* Task description:
In the material below, take the lines between the one holding "Expected: one dot placed on each instance of the small glass" and the one holding "point(106, 761)", inclusive. Return only those lines, replacing "Locations" with "Points" and leaving everything else unchanged.

* Data to use:
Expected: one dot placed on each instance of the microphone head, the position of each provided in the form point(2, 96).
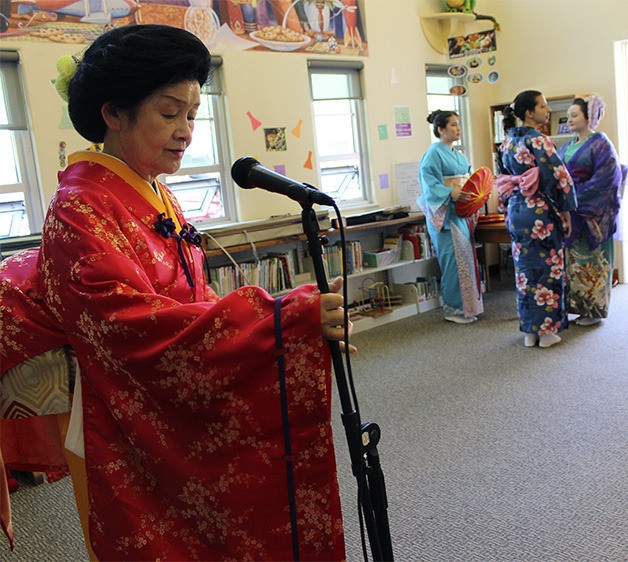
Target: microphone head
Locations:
point(240, 171)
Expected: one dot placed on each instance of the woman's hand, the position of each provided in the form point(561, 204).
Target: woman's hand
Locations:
point(332, 315)
point(458, 195)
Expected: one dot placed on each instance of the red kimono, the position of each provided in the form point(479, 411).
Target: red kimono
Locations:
point(187, 454)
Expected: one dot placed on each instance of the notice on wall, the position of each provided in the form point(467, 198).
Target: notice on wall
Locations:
point(403, 122)
point(407, 184)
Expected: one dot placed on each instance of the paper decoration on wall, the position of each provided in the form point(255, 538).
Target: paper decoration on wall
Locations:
point(406, 177)
point(66, 122)
point(403, 123)
point(255, 123)
point(457, 71)
point(297, 129)
point(308, 161)
point(275, 139)
point(493, 76)
point(472, 44)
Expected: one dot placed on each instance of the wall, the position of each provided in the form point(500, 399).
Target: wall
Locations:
point(557, 46)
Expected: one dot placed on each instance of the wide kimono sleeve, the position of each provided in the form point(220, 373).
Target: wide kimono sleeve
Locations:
point(597, 176)
point(184, 431)
point(27, 327)
point(435, 197)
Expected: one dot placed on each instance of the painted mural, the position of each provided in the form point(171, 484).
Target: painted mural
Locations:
point(325, 27)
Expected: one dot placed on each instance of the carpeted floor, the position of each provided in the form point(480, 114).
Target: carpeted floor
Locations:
point(491, 451)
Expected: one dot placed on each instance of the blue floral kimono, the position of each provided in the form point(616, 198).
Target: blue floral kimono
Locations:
point(534, 188)
point(450, 233)
point(597, 176)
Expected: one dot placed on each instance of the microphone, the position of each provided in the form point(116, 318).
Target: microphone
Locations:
point(249, 173)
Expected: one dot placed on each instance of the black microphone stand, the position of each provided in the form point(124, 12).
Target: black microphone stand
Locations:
point(362, 438)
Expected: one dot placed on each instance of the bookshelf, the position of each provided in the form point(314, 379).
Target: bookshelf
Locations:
point(398, 276)
point(559, 106)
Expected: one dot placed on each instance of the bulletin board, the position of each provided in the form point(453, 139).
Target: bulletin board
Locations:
point(406, 178)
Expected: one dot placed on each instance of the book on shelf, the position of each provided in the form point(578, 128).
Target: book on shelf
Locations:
point(428, 288)
point(420, 239)
point(260, 230)
point(274, 273)
point(332, 258)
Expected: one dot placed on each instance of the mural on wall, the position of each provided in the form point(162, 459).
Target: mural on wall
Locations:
point(325, 27)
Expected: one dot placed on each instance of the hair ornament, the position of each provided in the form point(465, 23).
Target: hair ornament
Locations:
point(66, 67)
point(595, 109)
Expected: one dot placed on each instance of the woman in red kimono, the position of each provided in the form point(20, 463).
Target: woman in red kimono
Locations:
point(196, 447)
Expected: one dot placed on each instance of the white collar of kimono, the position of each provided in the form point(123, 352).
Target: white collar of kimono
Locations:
point(160, 201)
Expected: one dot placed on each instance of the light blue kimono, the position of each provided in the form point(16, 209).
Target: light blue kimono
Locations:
point(450, 233)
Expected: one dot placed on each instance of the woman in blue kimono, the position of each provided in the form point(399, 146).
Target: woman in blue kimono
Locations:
point(536, 193)
point(442, 172)
point(594, 166)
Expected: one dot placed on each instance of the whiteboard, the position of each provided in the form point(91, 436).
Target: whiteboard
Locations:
point(407, 184)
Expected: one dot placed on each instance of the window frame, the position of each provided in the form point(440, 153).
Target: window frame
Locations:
point(353, 71)
point(19, 125)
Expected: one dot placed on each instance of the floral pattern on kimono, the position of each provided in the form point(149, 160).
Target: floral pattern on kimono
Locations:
point(184, 439)
point(598, 179)
point(536, 228)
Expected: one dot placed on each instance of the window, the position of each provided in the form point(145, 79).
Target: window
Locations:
point(202, 184)
point(439, 84)
point(339, 126)
point(21, 205)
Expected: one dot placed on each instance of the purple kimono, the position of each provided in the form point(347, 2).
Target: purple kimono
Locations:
point(597, 177)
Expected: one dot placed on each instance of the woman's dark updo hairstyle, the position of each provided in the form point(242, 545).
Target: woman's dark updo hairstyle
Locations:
point(523, 102)
point(584, 106)
point(126, 65)
point(440, 119)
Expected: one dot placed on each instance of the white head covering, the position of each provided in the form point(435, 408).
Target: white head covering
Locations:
point(595, 109)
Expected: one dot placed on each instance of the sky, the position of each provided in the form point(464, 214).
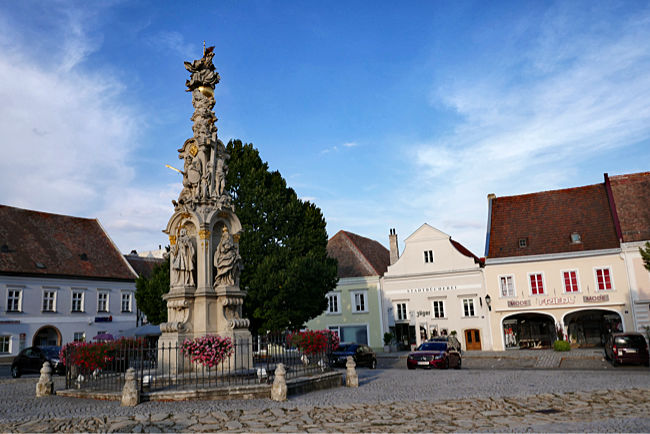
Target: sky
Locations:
point(384, 115)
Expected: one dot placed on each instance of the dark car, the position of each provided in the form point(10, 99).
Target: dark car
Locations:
point(623, 348)
point(30, 360)
point(435, 354)
point(362, 354)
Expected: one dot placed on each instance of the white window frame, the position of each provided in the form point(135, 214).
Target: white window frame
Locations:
point(52, 301)
point(530, 286)
point(572, 270)
point(514, 286)
point(397, 311)
point(336, 295)
point(108, 298)
point(130, 307)
point(19, 303)
point(611, 279)
point(353, 299)
point(470, 303)
point(442, 308)
point(82, 307)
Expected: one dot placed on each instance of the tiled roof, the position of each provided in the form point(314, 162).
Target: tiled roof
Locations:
point(546, 220)
point(358, 256)
point(39, 243)
point(632, 198)
point(143, 265)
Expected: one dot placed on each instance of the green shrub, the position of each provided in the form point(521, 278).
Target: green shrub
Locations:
point(561, 345)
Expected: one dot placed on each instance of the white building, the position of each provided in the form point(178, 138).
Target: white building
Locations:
point(435, 288)
point(61, 279)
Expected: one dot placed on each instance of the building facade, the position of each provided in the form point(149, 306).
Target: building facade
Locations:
point(354, 307)
point(435, 288)
point(554, 268)
point(61, 279)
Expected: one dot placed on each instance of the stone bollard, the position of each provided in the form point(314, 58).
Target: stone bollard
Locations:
point(279, 388)
point(130, 395)
point(351, 377)
point(45, 386)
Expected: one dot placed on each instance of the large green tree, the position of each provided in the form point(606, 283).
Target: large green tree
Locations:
point(287, 272)
point(149, 292)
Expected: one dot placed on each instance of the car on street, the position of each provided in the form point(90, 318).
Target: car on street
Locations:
point(623, 348)
point(31, 359)
point(435, 354)
point(362, 354)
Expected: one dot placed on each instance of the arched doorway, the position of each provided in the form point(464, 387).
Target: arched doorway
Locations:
point(529, 330)
point(589, 328)
point(47, 336)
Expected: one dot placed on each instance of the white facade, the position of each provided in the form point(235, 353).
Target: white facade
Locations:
point(435, 289)
point(55, 311)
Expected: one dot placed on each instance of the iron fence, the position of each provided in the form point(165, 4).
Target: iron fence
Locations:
point(165, 367)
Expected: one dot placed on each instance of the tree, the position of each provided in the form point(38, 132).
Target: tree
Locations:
point(149, 292)
point(287, 272)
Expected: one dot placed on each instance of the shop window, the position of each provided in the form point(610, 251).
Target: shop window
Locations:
point(536, 284)
point(603, 279)
point(507, 286)
point(570, 281)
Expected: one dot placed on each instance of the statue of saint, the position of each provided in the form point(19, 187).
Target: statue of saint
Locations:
point(183, 260)
point(227, 261)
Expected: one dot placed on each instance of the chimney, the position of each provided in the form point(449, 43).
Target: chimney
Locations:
point(394, 250)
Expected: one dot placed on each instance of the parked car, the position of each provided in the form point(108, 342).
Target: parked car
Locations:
point(362, 354)
point(31, 359)
point(628, 347)
point(435, 354)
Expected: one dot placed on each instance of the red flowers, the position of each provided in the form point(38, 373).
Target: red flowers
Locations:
point(313, 341)
point(209, 350)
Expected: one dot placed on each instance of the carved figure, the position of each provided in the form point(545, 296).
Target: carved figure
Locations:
point(183, 260)
point(227, 261)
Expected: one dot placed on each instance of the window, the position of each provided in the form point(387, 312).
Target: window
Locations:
point(570, 281)
point(102, 302)
point(536, 284)
point(400, 308)
point(604, 279)
point(468, 307)
point(49, 300)
point(126, 302)
point(359, 302)
point(4, 344)
point(77, 301)
point(14, 299)
point(438, 309)
point(507, 286)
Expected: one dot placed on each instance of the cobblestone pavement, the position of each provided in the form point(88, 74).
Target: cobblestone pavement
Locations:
point(388, 400)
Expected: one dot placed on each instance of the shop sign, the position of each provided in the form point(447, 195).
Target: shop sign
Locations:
point(552, 301)
point(518, 303)
point(595, 298)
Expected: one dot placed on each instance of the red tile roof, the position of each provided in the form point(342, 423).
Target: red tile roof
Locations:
point(547, 219)
point(358, 256)
point(39, 243)
point(632, 198)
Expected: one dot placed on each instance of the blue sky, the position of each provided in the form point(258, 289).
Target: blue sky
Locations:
point(385, 116)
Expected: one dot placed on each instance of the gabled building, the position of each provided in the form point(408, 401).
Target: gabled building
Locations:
point(354, 307)
point(434, 288)
point(553, 261)
point(61, 279)
point(631, 194)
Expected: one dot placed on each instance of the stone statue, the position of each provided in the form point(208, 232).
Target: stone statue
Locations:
point(183, 260)
point(227, 261)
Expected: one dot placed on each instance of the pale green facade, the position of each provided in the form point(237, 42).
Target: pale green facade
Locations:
point(354, 312)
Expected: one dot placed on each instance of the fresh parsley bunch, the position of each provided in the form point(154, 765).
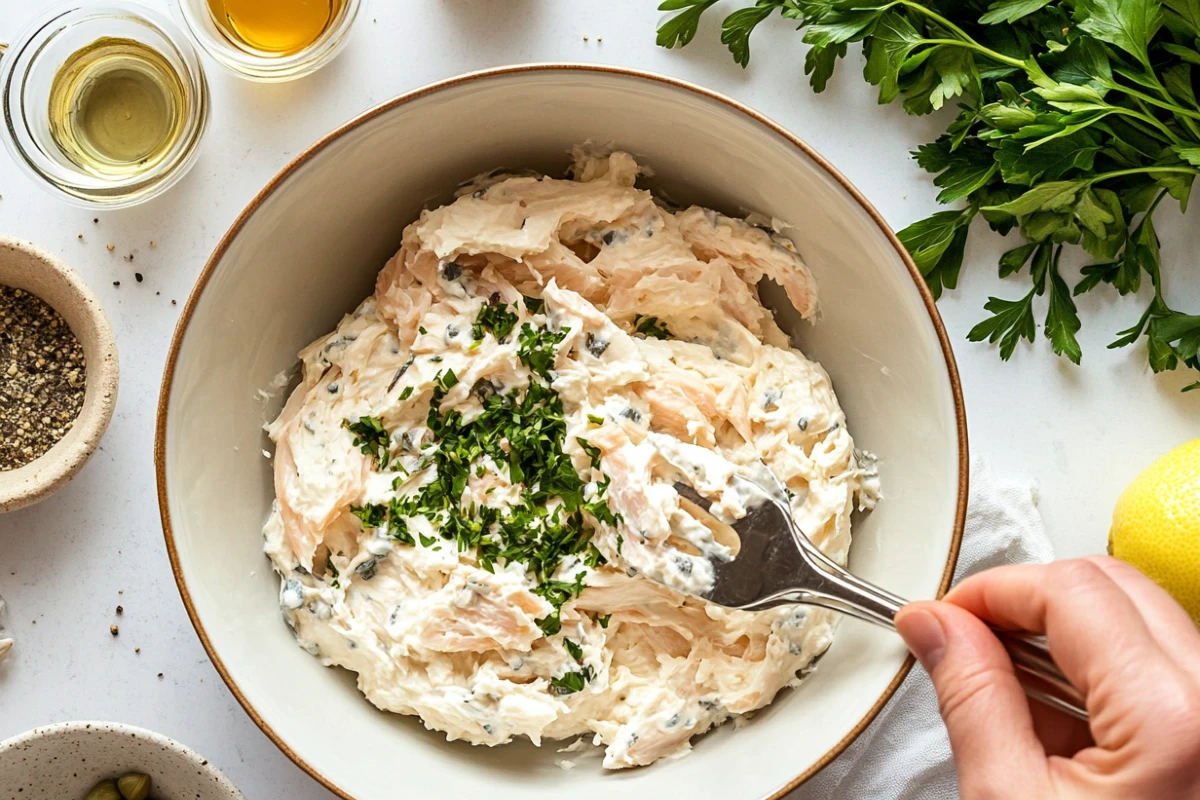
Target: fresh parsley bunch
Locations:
point(1077, 119)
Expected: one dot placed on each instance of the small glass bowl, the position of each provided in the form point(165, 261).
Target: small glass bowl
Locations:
point(262, 65)
point(28, 70)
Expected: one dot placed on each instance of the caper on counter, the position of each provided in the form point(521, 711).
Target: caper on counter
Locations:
point(131, 786)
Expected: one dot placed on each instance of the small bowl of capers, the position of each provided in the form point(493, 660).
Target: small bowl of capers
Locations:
point(106, 761)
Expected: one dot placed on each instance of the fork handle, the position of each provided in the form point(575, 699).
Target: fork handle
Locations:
point(1036, 668)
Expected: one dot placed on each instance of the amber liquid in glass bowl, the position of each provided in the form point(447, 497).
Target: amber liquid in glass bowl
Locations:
point(276, 26)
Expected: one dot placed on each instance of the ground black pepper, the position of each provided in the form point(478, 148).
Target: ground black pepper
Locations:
point(42, 378)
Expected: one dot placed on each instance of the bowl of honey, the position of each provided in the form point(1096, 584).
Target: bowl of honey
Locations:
point(103, 103)
point(270, 40)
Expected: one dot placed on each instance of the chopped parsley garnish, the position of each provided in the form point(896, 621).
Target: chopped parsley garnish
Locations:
point(537, 348)
point(591, 450)
point(573, 681)
point(496, 319)
point(651, 326)
point(370, 437)
point(371, 516)
point(525, 434)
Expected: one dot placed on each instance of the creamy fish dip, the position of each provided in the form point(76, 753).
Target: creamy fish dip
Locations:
point(474, 477)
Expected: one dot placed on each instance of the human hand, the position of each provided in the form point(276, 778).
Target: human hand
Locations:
point(1117, 636)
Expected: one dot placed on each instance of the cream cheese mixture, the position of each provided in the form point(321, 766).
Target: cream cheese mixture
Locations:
point(475, 507)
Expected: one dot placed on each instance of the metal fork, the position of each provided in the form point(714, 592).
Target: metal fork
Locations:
point(778, 564)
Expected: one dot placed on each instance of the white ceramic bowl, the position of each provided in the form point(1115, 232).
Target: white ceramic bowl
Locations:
point(307, 250)
point(64, 761)
point(27, 266)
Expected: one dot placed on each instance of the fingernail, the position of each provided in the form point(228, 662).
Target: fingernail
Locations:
point(924, 636)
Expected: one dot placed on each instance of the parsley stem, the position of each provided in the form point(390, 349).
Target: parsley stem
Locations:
point(966, 41)
point(1146, 116)
point(971, 46)
point(1141, 170)
point(1179, 110)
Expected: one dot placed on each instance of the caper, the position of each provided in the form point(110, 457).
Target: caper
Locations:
point(105, 791)
point(133, 786)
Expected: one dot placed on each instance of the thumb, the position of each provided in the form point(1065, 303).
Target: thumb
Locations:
point(996, 750)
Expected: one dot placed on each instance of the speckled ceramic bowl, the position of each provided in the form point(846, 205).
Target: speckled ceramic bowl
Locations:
point(64, 761)
point(307, 250)
point(29, 268)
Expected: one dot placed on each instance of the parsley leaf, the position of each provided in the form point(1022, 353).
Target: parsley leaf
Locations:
point(493, 318)
point(573, 681)
point(681, 29)
point(1072, 118)
point(371, 438)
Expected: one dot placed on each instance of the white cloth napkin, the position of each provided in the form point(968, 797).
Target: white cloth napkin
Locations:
point(905, 755)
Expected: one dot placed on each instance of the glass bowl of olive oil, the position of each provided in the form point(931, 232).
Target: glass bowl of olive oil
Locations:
point(270, 40)
point(103, 103)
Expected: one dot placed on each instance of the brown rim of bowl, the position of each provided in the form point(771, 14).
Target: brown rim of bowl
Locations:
point(160, 447)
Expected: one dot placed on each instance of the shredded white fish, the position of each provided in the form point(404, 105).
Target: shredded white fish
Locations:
point(427, 629)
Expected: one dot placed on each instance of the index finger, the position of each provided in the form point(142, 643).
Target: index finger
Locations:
point(1096, 633)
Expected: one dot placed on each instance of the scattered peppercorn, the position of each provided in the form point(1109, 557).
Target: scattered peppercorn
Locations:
point(42, 378)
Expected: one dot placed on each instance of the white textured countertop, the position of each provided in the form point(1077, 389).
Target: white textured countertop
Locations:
point(66, 564)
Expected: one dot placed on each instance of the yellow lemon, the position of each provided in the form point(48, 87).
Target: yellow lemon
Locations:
point(1156, 525)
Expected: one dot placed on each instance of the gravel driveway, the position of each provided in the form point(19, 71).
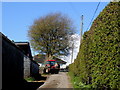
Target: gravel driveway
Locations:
point(60, 80)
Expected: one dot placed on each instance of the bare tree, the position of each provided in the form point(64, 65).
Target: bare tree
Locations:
point(49, 34)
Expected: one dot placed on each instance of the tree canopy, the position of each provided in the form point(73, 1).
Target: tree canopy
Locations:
point(50, 34)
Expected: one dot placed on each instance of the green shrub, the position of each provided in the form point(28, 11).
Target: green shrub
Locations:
point(98, 60)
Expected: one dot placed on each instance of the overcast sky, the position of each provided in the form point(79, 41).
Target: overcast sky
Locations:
point(17, 17)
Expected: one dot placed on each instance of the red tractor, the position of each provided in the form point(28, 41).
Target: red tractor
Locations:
point(51, 66)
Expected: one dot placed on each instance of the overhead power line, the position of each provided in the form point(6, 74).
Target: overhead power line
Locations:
point(93, 16)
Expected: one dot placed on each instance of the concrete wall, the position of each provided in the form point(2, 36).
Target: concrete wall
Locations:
point(12, 65)
point(15, 66)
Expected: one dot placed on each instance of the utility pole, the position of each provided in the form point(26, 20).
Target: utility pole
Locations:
point(81, 29)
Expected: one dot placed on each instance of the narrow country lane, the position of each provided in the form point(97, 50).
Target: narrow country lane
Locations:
point(60, 80)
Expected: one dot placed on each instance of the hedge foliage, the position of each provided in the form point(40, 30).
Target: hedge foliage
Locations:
point(98, 60)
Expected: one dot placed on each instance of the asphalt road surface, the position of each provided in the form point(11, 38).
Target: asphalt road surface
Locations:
point(60, 80)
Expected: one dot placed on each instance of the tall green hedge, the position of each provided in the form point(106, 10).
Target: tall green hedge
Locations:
point(98, 60)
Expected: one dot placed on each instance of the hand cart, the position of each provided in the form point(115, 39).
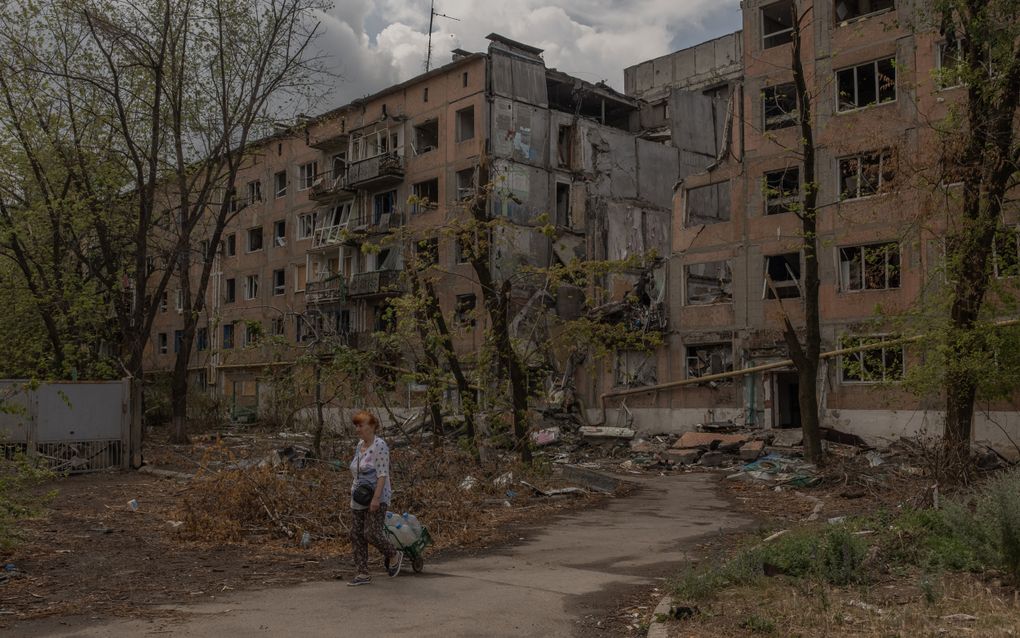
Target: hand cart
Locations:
point(416, 550)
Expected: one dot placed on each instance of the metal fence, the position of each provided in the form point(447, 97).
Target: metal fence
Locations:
point(75, 427)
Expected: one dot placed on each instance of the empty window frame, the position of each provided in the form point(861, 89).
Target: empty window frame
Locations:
point(852, 9)
point(882, 362)
point(708, 283)
point(465, 124)
point(781, 190)
point(279, 232)
point(279, 184)
point(425, 194)
point(778, 106)
point(255, 239)
point(465, 184)
point(278, 282)
point(777, 23)
point(251, 287)
point(634, 367)
point(873, 266)
point(384, 204)
point(426, 137)
point(306, 175)
point(865, 175)
point(782, 276)
point(709, 358)
point(306, 225)
point(708, 204)
point(1006, 252)
point(463, 311)
point(873, 83)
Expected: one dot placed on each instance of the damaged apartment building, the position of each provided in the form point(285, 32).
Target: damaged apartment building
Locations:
point(729, 107)
point(314, 252)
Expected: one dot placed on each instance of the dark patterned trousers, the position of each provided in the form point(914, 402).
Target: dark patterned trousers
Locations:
point(367, 528)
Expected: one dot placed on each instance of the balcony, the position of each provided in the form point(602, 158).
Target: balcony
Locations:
point(374, 283)
point(378, 170)
point(333, 290)
point(328, 186)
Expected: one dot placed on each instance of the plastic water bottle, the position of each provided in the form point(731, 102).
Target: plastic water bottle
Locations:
point(412, 522)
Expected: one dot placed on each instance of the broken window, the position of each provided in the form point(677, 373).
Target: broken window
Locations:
point(383, 206)
point(564, 141)
point(255, 239)
point(306, 225)
point(876, 364)
point(281, 184)
point(635, 367)
point(1006, 252)
point(251, 287)
point(777, 23)
point(278, 282)
point(708, 283)
point(306, 175)
point(710, 358)
point(874, 266)
point(465, 184)
point(851, 9)
point(708, 204)
point(782, 190)
point(426, 137)
point(779, 106)
point(425, 194)
point(463, 312)
point(865, 85)
point(865, 175)
point(465, 124)
point(562, 204)
point(782, 276)
point(279, 232)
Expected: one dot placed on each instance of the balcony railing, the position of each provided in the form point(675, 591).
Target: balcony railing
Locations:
point(374, 283)
point(327, 291)
point(385, 167)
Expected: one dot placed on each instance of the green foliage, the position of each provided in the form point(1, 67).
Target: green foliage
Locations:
point(18, 475)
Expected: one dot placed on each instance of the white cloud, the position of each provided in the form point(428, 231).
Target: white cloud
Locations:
point(374, 44)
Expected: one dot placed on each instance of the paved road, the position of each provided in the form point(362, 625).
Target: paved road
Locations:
point(539, 588)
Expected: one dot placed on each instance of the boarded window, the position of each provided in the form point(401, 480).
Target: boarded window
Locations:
point(708, 283)
point(874, 266)
point(782, 190)
point(778, 106)
point(782, 276)
point(712, 358)
point(708, 204)
point(777, 23)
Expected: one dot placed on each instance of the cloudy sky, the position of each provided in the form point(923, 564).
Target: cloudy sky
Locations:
point(375, 43)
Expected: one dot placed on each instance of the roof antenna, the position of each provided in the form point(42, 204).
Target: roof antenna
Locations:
point(431, 17)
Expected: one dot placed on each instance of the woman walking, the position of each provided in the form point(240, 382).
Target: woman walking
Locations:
point(370, 494)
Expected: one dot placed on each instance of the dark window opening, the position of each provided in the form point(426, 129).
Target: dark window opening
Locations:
point(782, 276)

* Exercise result:
Expected: one dot placed on each instance of the small glass bowl, the position of each provided in the form point(165, 261).
Target: small glass bowl
Points:
point(262, 65)
point(28, 70)
Expected: one dot placed on each instance of the caper on counter, the position of each provided in the form point(521, 711).
Target: caper on counter
Points:
point(131, 786)
Expected: one dot placed on each instance of the small bowl of capers, the position of each provided in the form point(493, 660).
Target: small bowl of capers
Points:
point(106, 761)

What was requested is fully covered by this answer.